** START OF Supplied data **

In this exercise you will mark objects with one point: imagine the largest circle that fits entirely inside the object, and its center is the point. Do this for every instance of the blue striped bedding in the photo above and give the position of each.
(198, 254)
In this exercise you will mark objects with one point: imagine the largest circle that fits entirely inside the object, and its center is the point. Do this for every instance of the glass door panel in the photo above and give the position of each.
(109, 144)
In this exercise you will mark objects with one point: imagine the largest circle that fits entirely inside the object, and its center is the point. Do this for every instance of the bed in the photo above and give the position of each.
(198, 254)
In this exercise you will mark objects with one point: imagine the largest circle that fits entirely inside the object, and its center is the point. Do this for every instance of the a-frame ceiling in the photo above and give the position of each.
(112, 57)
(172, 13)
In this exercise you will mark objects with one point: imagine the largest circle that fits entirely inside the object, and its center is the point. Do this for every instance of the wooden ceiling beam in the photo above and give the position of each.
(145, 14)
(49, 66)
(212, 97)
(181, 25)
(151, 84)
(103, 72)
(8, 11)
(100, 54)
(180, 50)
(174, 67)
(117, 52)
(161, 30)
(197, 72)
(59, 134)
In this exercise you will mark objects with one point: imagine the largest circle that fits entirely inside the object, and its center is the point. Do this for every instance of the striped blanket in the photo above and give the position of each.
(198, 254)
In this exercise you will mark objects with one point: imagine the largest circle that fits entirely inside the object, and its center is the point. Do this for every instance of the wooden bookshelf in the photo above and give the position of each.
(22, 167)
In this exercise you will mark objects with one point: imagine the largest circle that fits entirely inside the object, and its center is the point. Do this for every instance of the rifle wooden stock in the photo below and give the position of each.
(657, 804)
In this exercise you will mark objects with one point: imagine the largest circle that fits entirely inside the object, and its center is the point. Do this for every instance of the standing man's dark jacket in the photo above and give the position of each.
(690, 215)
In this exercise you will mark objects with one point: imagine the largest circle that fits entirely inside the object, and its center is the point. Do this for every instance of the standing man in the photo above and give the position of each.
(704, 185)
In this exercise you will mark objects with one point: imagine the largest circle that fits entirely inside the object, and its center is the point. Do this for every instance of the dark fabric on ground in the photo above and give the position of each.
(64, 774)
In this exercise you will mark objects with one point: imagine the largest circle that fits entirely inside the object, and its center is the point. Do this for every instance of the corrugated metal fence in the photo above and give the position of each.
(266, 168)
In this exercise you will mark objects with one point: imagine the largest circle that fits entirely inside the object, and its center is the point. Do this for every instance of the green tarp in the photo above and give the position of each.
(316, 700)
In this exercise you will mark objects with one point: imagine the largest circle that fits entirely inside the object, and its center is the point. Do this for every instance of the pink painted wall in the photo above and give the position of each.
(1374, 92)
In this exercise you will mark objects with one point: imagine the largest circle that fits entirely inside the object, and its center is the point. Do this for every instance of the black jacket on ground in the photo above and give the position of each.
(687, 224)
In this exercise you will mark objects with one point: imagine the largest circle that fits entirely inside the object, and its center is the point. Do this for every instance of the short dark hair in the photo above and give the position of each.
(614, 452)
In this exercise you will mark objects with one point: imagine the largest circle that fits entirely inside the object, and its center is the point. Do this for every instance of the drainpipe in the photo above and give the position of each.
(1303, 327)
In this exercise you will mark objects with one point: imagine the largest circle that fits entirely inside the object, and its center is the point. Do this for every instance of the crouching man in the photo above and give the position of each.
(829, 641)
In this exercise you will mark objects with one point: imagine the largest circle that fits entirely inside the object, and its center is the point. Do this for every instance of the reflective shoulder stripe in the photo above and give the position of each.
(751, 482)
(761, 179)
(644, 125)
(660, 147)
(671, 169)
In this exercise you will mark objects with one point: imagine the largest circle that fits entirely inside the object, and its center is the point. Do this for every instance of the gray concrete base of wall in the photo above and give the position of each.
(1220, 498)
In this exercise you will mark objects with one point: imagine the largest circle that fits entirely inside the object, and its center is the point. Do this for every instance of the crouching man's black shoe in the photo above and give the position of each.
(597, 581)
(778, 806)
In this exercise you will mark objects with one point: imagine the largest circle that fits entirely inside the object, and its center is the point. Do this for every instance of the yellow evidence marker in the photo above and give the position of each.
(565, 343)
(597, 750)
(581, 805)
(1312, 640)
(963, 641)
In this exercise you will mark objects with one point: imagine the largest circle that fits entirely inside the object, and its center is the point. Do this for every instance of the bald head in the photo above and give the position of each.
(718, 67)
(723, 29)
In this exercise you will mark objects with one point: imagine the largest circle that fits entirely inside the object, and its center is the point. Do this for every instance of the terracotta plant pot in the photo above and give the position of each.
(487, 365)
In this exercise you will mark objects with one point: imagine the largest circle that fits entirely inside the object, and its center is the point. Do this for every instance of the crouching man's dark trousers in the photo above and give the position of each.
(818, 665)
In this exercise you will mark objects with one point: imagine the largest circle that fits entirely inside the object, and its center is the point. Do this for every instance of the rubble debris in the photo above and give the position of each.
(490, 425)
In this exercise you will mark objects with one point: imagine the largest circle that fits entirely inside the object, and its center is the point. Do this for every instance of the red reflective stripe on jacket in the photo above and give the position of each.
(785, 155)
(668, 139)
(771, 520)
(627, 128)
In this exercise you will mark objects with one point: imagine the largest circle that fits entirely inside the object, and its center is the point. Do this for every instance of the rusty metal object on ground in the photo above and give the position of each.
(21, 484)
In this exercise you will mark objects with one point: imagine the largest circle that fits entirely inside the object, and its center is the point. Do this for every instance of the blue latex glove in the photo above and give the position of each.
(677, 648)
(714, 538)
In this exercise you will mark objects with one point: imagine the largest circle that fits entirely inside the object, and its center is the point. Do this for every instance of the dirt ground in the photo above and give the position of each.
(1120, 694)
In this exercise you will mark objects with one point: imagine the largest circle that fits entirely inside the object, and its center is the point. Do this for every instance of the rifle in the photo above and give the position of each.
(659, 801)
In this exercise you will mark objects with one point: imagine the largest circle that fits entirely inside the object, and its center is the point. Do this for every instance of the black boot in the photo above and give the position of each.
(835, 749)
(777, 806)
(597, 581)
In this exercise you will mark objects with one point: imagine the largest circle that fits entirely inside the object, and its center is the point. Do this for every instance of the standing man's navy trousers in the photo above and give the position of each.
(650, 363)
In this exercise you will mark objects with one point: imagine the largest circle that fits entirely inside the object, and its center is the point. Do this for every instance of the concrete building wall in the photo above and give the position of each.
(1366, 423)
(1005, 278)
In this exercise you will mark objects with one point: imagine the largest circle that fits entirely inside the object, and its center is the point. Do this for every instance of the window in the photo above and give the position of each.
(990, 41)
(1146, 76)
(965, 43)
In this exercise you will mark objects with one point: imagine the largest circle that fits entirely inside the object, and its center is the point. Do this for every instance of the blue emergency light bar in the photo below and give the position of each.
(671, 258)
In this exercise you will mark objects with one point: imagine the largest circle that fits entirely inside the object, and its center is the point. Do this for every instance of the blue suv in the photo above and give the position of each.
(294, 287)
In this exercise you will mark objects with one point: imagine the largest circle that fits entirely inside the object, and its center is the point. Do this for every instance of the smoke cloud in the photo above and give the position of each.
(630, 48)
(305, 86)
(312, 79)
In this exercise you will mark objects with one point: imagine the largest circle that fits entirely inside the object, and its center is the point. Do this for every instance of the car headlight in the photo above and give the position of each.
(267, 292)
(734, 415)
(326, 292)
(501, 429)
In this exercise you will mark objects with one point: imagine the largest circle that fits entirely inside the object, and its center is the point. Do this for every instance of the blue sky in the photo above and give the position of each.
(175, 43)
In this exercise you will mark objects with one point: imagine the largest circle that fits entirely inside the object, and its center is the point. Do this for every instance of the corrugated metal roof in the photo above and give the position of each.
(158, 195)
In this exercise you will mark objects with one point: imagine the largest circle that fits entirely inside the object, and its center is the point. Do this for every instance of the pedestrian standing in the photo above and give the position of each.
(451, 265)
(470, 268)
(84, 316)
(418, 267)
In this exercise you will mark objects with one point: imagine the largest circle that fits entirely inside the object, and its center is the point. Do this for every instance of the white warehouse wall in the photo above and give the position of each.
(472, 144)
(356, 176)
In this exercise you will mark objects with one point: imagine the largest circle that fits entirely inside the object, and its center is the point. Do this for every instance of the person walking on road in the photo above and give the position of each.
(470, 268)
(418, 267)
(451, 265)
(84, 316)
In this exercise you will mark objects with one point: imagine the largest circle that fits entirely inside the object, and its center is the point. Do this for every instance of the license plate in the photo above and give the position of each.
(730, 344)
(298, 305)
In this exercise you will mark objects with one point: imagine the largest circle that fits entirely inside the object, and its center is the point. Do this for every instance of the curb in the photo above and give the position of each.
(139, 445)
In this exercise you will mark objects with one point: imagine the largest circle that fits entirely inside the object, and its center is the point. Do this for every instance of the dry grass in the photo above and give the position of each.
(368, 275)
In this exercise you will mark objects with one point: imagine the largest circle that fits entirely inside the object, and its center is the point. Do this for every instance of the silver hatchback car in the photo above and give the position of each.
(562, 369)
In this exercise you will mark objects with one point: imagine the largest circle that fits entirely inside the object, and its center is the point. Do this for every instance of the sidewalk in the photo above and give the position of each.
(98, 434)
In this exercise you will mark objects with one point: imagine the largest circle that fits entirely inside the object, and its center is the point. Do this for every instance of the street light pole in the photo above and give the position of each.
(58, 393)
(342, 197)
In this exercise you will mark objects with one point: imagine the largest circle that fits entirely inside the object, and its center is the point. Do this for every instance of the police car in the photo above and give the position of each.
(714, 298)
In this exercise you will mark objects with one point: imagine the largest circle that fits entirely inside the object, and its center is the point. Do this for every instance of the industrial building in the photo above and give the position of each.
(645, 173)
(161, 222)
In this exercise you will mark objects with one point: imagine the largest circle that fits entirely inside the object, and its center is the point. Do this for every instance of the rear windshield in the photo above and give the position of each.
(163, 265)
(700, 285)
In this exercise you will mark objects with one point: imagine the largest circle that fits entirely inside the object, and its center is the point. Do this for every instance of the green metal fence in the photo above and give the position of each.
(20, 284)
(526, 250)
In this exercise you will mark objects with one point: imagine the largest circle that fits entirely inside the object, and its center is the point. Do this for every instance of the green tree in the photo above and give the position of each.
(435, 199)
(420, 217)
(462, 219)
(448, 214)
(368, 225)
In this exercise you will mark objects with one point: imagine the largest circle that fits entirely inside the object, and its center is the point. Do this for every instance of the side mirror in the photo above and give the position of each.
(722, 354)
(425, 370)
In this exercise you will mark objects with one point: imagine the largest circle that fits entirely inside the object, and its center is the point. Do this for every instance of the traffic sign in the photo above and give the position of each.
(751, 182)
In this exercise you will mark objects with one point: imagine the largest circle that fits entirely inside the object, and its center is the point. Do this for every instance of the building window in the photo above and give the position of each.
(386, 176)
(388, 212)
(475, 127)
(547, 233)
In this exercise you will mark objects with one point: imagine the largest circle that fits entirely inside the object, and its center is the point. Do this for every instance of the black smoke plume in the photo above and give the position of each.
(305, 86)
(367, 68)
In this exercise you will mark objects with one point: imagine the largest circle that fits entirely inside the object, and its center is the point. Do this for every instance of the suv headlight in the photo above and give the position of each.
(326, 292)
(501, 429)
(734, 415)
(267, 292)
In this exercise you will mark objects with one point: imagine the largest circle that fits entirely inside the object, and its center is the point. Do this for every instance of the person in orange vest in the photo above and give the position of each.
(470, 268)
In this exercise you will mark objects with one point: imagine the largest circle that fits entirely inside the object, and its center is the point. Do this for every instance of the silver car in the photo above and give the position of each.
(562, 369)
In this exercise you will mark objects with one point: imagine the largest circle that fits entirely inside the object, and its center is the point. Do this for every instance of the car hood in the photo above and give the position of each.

** END OF Supplied data **

Task goal:
Retype nothing except the lines from the line holding "the suv headlight" through the last line of the entries, both included.

Exercise solution:
In this exercise you will mark objects with one point: imagine the largest circle that fits entirely inside the object, and its center is the point. Do this for every instance of the suv headlight in the photo above and give the position of each.
(326, 292)
(501, 429)
(734, 415)
(267, 292)
In this exercise you will mark objects with one point: imagine the largest circle that fits entirely inside the object, and its center is the point. Do this for every instance of the person in orange vest in the photo above and give the position of each.
(470, 268)
In this exercise you will mark objects with one point: imagine the largest circle that fits entirely inside the object, and its center is the point. Do this for every instance of the silver car in the photo above and give the position of each.
(562, 369)
In this exercise you will mark objects with one point: imagine the largest circle that fits entirely inside the object, and its center is the point. Do this for every instance of the car hood in the photo above and give the position of each.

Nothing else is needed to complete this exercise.